> Exercise requirements:
Extend the paper on building spectral energy distributions for young stellar objects in Cepheus C, picking up right after its final sentence.

> Selected excerpt:

* * *

Photometric Catalog Integration in a Python Framework for Spectral Energy Distribution Construction and Young Stellar Object Classification
James Newland (1), Sara Kannan (2), Luisa Rebull (3)
Texas Advanced Computing Center University of Texas at Austin (1), Bellaire Senior High School (2), Infrared Science Archive IPAC California Institute of Technology (3)
Abstract
One method for studying young stellar objects (YSOs) is by assembling their spectral energy distributions (SEDs) from
multi-wavelength photometric catalogs. These SEDs can be used to estimate the relative ages of YSOs. In the Cepheus C
region, we took an existing photometric catalog created using both infrared and visible data from 2MASS, Spitzer,
WISE, Herschel, SDSS, IPHAS, and PanSTARRS missions, and updated the catalog using data from the Gaia survey.
We focused on constructing SEDs and using their shapes for preliminary classification. To support this effort, we
developed a Python-based Google Colab notebook that implements SED construction using tools such as Astropy,
Astroquery, and pandas. While generating SED plots can be computationally straightforward with a completed notebook, verifying catalog matches and cleaning legacy data is labor-intensive and critical to data integrity. The notebook is meant as a part of the process of teaching students to access, manipulate, visualize, and explain astronomical datasets. Our pipeline is designed to help students engage with real astronomical data, emphasizing transparency in data handling and reproducibility. The use of a computational essay format allows for narrative text and code blocks to co-exist in a single structure. This work is part of a broader educational initiative to involve high school students in authentic research through computational essays in Google Colab. We followed best practices in data science education, including the statistical problem-solving process, and structured our notebook to be accessible and reusable for other teams. Preliminary results from Cepheus C will be shared, along with suggestions for extending the catalog with time-series data to explore YSO variability, contributing to the larger YOSVAR project.
Background

Introduction
Cepheus C is a star-forming region within the larger Cepheus molecular cloud. We used archival photometric data to generate spectral energy distributions (SEDs) for young stellar objects (YSOs) identified in the literature and by a previous NITARP (NASA/IPAC Teacher Archive Research Program) team. Our analysis was compared to other NITARP groups.

* * *

> Supplied information:
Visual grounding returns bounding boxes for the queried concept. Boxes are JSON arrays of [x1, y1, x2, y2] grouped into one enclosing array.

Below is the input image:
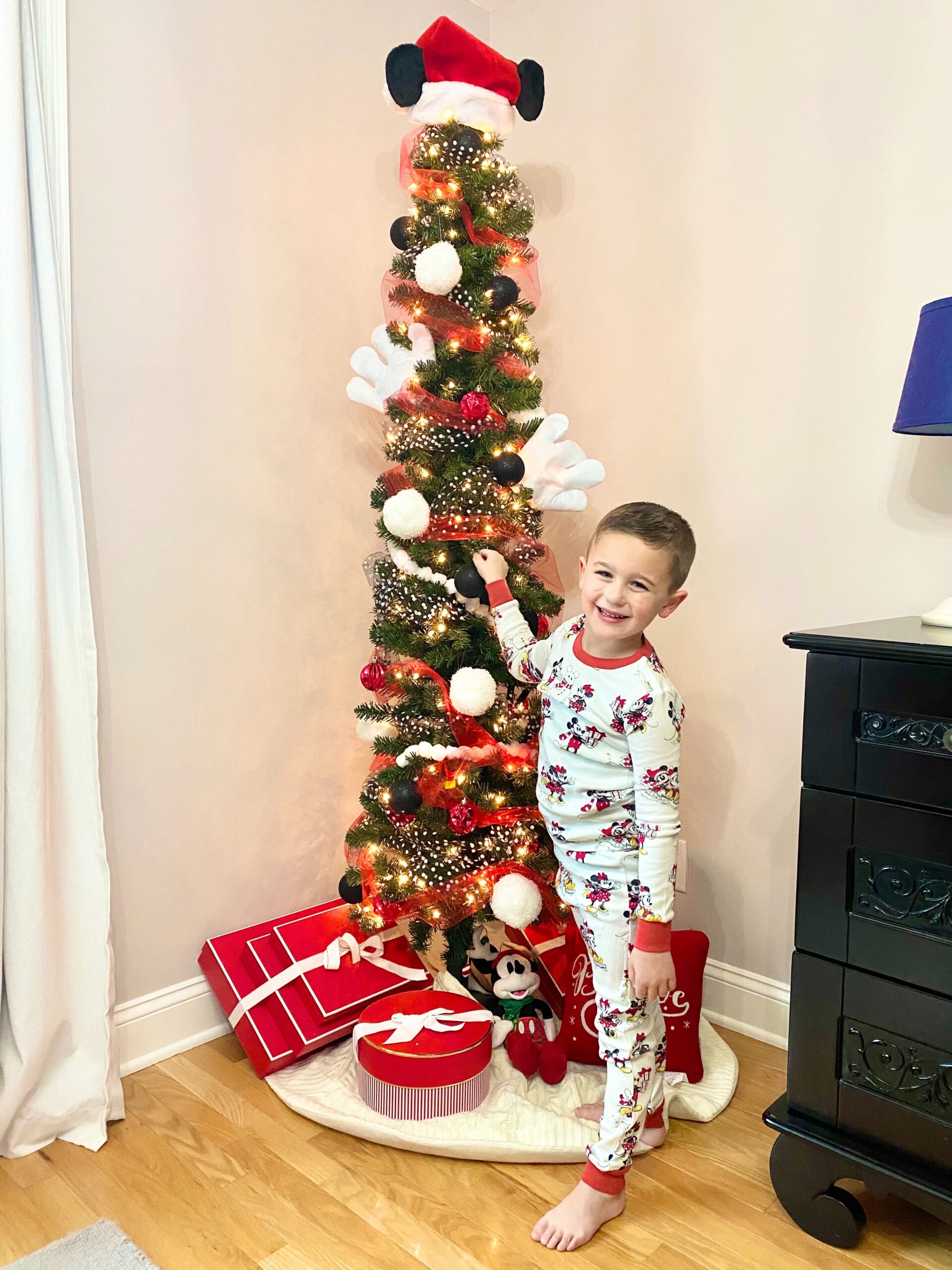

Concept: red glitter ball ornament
[[447, 799, 476, 833], [360, 662, 387, 692], [460, 392, 489, 423]]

* * *

> Solved exercise:
The primary feature of our work is the creation of a Python-based pipeline for generating SEDs. Since our notebook is written as a computational essay, it is easy to understand regardless of one’s experience with computer science, data science, and programming. Since our notebook shows how the SEDs are created and can be easily manipulated, it will allow educators and students to contribute to genuine astronomy research. The use of Python and Jupyter Notebook-style tools is becoming part of introductory science coursework (2,3,4).
This is also a shift within the NITARP community, which has been using Excel and IDL for SED generation. Since
Python is much more prevalent in research and more useful, introducing educators to Python in this format and allowing them to play with the notebook equips them with vital computational and research skills. Bringing computation and data science to introductory astronomy courses means allowing students to learn astronomy in much the same way current astronomers do their work(2).
Previous Work
Two other NITARP teams have studied the Cepheus C region: CephC-LABS (5) and LLAMMa (6). It was also a target of the YSOVAR (7) time series monitoring program. Since this region already had a multi-wavelength catalog and classification for 114 YSOs, it was an ideal cluster to begin developing a Python-based pipeline. It was also an opportunity to update the 2017 catalog with new photometry data. We added Gaia data and searched the literature for additional YSOs and catalogs.
Our notebook is based in part on code written in IDL by Dr. Rebull, as well as the “Make an SED for YSOs in IC417 (8)” notebook created by the BINAP NITARP team; however, our tool is better for generating SEDs for an entire cluster at once.
Spectral Energy Distributions and Photometric Data
SEDs are plots of energy density as a function of wavelength. It is, in some sense, another representation of how bright
an object is as a function of wavelength. We can include photometric data from multiple telescopes in an SED. Many
large-scale or all-sky surveys provide publicly accessible photometry. Blackbodies often approximate stellar
photospheres. SEDs of stars plus circumstellar gas and dust do not look like blackbodies. (7).

What are Young Stellar Objects?
Stars form starting from large clouds of gas and dust, ending up as hydrogen-burning young stars on the main sequence. We use the term young stellar objects (YSOs) to encompass all of these stages of star formation. YSOs are typically surrounded by gas and dust, which intercept radiation from the central object and reradiate it in longer wavelengths. This re-radiation manifests in the SED as excess emission in the infrared (IR), or an IR excess.
A stellar photosphere can be approximated by a blackbody curve in an SED. A stellar photosphere with circumstellar
dust will have an IR excess. The evolution of YSOs has often been parameterized by fitting the SED between 2 and 25
microns. A rising SED, with more IR excess (Class I), is thought to be younger (more embedded) than a falling SED,
with less IR excess (Class II). The figure omits the Flat class, which was inserted between Class I and Class II to capture
the transition between rising and falling SEDs.

Developing Catalog and Python Notebook
Catalog Creation
Although a photometric catalog for Cepheus C existed, it had not been updated or reviewed for several years. We
included new Gaia data by fetching it from the NASA/IPAC IRSA database and merging it with the initial catalog using
TOPCAT (10). We also conducted a literature search for newer YSO targets and catalogs, and found none.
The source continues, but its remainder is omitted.